What is expected:
Determine the count of lines in the following entries that contain the string "officer". Write only the number.

____ Supplied material

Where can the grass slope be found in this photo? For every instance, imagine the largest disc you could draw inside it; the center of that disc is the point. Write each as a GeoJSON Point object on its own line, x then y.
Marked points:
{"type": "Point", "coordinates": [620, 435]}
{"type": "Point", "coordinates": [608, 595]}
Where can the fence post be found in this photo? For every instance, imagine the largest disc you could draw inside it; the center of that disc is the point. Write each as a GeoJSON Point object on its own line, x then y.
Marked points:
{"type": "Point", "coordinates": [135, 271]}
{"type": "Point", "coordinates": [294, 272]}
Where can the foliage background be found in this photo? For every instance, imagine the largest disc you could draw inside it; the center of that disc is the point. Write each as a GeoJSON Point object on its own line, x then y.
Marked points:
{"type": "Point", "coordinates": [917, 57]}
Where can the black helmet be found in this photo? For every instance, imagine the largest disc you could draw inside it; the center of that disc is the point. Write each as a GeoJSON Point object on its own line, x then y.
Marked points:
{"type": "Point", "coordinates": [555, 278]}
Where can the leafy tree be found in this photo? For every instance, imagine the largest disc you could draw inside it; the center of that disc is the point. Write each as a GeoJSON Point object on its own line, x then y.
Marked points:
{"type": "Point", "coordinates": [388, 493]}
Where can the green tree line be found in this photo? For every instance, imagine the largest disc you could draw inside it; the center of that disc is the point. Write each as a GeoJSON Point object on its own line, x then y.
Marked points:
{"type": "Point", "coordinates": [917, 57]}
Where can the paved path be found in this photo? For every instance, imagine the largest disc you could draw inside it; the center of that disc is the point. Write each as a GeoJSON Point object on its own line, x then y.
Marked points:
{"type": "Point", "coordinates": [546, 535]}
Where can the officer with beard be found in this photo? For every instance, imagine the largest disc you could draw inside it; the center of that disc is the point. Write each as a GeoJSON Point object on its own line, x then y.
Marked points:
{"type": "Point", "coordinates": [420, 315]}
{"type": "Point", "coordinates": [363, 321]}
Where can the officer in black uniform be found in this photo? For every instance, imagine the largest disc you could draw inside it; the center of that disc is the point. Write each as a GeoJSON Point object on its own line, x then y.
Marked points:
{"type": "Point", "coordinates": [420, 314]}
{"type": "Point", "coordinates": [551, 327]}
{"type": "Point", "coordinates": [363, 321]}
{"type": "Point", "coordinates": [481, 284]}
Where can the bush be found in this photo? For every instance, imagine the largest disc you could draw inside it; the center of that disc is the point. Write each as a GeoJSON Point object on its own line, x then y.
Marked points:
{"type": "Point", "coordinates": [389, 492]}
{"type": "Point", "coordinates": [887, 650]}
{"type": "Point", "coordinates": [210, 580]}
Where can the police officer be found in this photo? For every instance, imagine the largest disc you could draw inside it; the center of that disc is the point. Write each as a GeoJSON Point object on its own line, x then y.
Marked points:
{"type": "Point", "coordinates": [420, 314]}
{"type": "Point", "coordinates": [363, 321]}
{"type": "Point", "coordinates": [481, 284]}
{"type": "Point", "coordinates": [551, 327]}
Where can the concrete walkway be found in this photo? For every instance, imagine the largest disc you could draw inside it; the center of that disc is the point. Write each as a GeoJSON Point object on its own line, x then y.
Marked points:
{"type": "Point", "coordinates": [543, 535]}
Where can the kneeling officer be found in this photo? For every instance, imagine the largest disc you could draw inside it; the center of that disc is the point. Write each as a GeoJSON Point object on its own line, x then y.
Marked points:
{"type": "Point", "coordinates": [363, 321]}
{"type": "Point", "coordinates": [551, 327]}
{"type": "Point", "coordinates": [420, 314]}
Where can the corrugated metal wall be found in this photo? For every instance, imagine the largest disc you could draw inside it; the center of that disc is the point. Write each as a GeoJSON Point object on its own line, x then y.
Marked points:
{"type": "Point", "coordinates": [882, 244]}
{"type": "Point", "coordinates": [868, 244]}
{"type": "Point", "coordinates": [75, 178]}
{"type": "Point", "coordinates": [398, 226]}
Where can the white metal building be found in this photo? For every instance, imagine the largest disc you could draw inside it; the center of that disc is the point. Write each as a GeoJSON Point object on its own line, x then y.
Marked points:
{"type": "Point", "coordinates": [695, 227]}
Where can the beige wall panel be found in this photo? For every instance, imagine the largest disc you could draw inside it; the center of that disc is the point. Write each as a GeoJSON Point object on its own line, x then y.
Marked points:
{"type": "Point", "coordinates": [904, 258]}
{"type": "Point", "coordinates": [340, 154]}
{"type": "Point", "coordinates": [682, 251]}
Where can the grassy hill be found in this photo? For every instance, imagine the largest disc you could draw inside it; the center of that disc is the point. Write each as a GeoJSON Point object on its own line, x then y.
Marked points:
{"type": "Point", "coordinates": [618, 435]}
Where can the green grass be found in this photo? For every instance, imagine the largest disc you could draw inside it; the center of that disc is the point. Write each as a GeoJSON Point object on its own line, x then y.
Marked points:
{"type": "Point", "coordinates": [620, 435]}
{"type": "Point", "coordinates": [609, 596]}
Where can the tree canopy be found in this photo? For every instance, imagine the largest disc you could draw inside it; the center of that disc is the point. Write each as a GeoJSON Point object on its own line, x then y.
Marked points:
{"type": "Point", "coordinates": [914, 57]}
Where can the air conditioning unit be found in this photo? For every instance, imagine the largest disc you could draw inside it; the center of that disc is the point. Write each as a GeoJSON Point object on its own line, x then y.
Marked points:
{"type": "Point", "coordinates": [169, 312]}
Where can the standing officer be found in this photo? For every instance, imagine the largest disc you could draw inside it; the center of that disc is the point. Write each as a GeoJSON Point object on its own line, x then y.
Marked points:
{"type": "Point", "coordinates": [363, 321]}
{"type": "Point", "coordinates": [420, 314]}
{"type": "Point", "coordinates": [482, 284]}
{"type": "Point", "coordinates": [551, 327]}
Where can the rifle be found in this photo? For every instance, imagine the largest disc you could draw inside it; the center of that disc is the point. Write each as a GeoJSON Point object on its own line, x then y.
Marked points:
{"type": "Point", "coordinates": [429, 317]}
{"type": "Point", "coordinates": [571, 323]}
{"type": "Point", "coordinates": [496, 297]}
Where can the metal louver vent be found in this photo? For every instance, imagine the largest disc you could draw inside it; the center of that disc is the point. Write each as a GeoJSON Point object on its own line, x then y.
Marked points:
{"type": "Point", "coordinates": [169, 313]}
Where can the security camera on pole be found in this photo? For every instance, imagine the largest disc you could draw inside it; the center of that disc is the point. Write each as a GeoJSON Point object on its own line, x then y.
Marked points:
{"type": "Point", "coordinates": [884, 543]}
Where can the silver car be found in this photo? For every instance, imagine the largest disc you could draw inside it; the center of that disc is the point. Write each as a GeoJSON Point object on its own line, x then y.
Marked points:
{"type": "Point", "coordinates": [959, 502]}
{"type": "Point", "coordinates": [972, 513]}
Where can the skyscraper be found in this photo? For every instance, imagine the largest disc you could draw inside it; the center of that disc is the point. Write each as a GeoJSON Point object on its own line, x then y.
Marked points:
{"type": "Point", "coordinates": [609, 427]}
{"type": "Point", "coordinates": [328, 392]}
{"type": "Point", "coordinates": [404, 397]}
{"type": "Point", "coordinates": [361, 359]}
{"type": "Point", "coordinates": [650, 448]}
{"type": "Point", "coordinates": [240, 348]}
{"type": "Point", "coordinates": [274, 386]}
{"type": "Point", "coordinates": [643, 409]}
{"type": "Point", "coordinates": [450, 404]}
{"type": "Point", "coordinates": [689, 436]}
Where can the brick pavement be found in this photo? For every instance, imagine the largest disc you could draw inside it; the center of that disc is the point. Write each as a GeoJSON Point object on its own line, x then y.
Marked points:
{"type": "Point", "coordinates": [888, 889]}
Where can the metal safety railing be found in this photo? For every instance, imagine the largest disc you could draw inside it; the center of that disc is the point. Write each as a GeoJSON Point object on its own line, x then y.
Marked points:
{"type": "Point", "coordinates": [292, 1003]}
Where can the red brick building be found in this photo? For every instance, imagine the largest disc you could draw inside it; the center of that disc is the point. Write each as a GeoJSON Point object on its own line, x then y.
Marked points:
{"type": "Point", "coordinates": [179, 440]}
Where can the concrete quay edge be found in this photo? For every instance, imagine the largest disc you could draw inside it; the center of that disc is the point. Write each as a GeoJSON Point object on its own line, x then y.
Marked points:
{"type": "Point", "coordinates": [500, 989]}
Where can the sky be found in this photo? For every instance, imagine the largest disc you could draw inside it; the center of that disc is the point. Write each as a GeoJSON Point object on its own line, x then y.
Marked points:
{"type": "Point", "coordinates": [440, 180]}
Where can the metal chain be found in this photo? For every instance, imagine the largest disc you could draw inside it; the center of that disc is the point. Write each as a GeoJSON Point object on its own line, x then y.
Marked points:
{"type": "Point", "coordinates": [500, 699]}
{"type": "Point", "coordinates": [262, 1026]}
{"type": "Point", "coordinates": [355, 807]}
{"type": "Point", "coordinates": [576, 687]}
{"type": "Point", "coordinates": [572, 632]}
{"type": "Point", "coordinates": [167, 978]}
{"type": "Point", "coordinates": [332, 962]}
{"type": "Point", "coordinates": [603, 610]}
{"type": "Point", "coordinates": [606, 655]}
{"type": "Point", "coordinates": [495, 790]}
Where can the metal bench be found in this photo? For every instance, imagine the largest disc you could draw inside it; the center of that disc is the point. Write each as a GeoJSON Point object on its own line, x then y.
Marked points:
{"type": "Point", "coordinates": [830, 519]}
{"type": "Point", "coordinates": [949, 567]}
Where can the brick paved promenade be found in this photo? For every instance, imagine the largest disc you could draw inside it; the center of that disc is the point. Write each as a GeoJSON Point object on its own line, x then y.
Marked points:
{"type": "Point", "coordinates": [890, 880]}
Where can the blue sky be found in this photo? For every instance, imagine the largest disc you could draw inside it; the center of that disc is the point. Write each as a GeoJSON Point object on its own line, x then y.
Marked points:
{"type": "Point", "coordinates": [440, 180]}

________

Exercise output:
5